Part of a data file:

________________

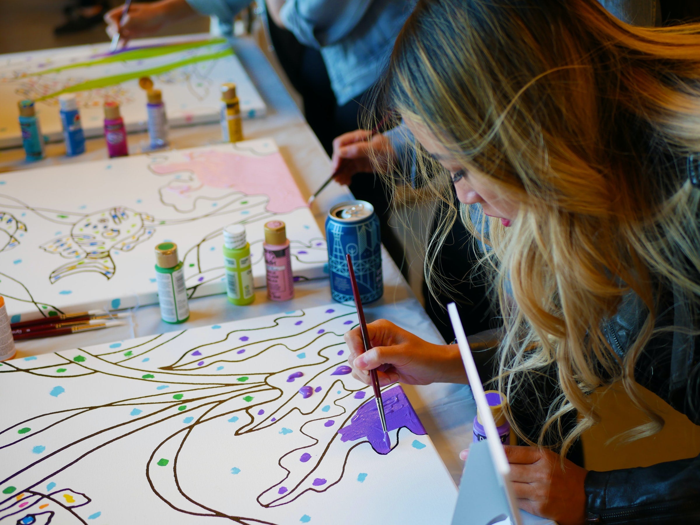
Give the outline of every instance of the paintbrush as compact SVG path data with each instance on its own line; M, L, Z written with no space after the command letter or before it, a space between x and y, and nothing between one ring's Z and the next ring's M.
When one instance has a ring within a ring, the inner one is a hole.
M365 346L365 351L372 349L370 342L370 334L367 331L367 321L365 321L365 312L362 309L362 300L360 298L360 288L357 286L357 280L355 279L355 270L352 266L352 258L350 254L345 255L345 260L348 263L348 271L350 272L350 283L352 285L352 295L355 298L355 307L357 308L357 317L360 321L360 330L362 332L362 342ZM370 377L372 379L372 388L374 391L374 400L377 402L377 410L379 412L379 419L382 420L382 430L384 432L384 444L391 448L391 440L389 438L388 431L386 430L386 416L384 415L384 403L382 399L382 391L379 388L379 378L377 375L377 370L370 370Z
M117 28L117 32L112 37L112 43L109 45L109 52L111 53L117 50L117 46L119 45L119 39L121 38L122 26L127 21L127 15L129 14L130 7L131 7L131 0L127 0L124 3L124 10L122 11L121 17L119 18L119 27Z

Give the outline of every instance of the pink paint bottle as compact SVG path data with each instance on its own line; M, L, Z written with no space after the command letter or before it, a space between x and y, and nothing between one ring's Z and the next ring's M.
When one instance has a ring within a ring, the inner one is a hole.
M265 277L267 297L273 301L288 301L294 297L292 255L287 230L281 220L270 220L265 225Z
M104 103L104 138L107 141L107 153L110 158L129 155L127 129L116 102Z

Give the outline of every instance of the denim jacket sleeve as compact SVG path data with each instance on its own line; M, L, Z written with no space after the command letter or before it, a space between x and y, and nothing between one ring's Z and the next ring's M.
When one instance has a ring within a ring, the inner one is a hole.
M346 36L372 0L286 0L279 13L285 27L301 43L316 49Z

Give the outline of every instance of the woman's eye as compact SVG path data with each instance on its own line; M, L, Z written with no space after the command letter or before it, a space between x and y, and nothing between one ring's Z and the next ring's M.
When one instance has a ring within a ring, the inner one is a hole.
M464 177L465 175L466 175L466 174L464 172L464 170L463 169L460 169L458 172L455 172L454 173L451 173L449 174L449 176L452 179L452 183L454 184L454 183L458 183L460 181L461 181L462 178Z

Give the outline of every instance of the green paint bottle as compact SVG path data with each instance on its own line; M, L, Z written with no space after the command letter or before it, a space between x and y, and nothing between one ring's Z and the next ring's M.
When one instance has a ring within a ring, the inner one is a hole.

________________

* _Task to carry out_:
Revise the records from their start through the line containing "M365 346L365 351L372", swapping "paintbrush" for "paint brush" and keeping everything else unchanged. Leave the pictures out of the answer.

* _Exercise result_:
Give the outline of every instance of the paint brush as compact SVG path data with each instance on its own line; M, L, Z written with no space after the command letter or before it, a space between x and y, and nothing between one ring's Z and the next ring's M.
When one instance has a ring within a ring, the inner one is a hole.
M365 346L365 351L372 349L370 342L370 334L367 331L367 321L365 321L365 312L362 309L362 300L360 298L360 288L357 286L357 280L355 279L355 270L352 266L352 258L350 254L345 255L345 260L348 263L348 271L350 272L350 283L352 285L352 295L355 298L355 307L357 308L357 317L360 321L360 330L362 332L362 342ZM370 377L372 379L372 388L374 391L374 400L377 402L377 410L379 412L379 419L382 420L382 430L384 432L384 444L391 448L391 440L389 438L388 431L386 430L386 416L384 415L384 403L382 399L382 391L379 388L379 378L377 375L377 370L370 370Z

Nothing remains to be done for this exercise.